> [Text block]:
···
Led by Prof. Kavita Surana, Assistant Research Professor at the Center for Global Sustainability, University of Maryland, with co-authors Prof. Claudia Doblinger, Assistant Professor of Innovation and Technology Management, Technical University of Munich; Prof. Laura Diaz Anadon, Professor of Climate Change Policy, University of Cambridge; and Prof. Nate Hultman, Director, Center for Global Sustainability, the paper maps the global value chain of wind energy manufacturing. The authors first developed a first-of-its-kind dataset of the 9 major components that comprise a wind turbine and traces the origins of these components to nearly 390 component suppliers and 13 original equipment manufacturers involved in the wind technology global value chain from 2006 to 2016. Using this dataset, they evaluate the relationship between the wind technology component complexity and the geographical location of manufacturing over time.

The analysis finds that many countries with installed wind capacity have developed a manufacturing base with local suppliers. However, the emergence of the supply chain, particularly in the developing world, has been for manufacturing low-complexity components. The manufacturing of high-complexity components has been limited to only a few countries, primarily industrialized countries, that tend to work with few local original equipment manufacturers (i.e., the large companies that assemble and sell the full turbine). The study also finds that low-complexity manufacturing does not necessarily lead to higher-complexity manufacturing of more advanced products over a period of 5 years. 

“Countries increasingly aim to expand renewable energy generation to meet climate and energy goals, but they also must address other goals related to economic development, such as developing local supply chains, fostering new industries, and generating attractive, high-skill jobs. Our findings point towards the need for policy design that integrates clean energy deployment policy with more targeted policies for manufacturing and industry development” says Kavita Surana from the University of Maryland.
···
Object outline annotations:

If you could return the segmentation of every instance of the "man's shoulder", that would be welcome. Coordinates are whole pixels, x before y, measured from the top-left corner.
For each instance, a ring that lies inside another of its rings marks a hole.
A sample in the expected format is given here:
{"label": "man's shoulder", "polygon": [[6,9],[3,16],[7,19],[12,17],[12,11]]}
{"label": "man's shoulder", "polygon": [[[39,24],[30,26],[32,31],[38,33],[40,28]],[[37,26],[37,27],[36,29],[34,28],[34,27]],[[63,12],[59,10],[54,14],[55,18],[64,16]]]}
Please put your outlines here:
···
> [Objectives]:
[1] Rewrite the paragraph of the passage on wind energy manufacturing that begins "The analysis finds that" as a brief bulleted list that keeps its main facts.
[2] Take the passage on wind energy manufacturing further, continuing it from the point where it ends.

> [Exercise responses]:
[1]
- Many countries with installed wind capacity have developed a manufacturing base with local suppliers.
- In the developing world especially, this supply chain has mostly produced low-complexity components.
- High-complexity components are made in only a few countries, mainly industrialized ones, which tend to work with few local original equipment manufacturers (the large companies that assemble and sell the full turbine).
- Over a period of 5 years, low-complexity manufacturing does not necessarily lead to higher-complexity manufacturing of more advanced products.

[2]
“We look at turbine components and the suppliers that manufacture them, two aspects that are central to both energy and industry,” says Claudia Doblinger from the Technical University of Munich. “The differences in the complexity of components reflect differences in the knowledge, skills, infrastructure, and financial capacity required for manufacturing them. The companies that manufacture these components are often small to medium-sized businesses, a key employer in many countries”.

“We documented the emergence of manufacturing of simpler (less complex) wind components in a wide range of countries over the 2006-2016 time period. However, during this time period, we find much less evidence of countries being able to upgrade to manufacture more complex components. Clean energy manufacturing, like many other modern technologies, involves global value chains. Yet, this has been a neglected area of research, particularly given the current policy interest on green growth and recovery. ” says Laura Diaz Anadon from the University of Cambridge. “Our research is an important first step, but it only skims the surface of implications for developing countries and how integrated policy can successfully address energy, climate, and economic goals.”

“Many countries want to encourage domestic clean energy manufacturing. But our understanding of how a country could start from specializing in something simple, like a steel tower and move into higher-value areas of manufacturing has been murky at best” says Nate Hultman from the University of Maryland. “Our analysis shows how technology complexity influences both the emergence and evolution of suppliers, as well as the location of manufacturing. The work has implications for countries interested in not only the entry points for clean energy technology manufacturing but also the potential importance of policies for those interested in moving along a trajectory toward higher-value products.”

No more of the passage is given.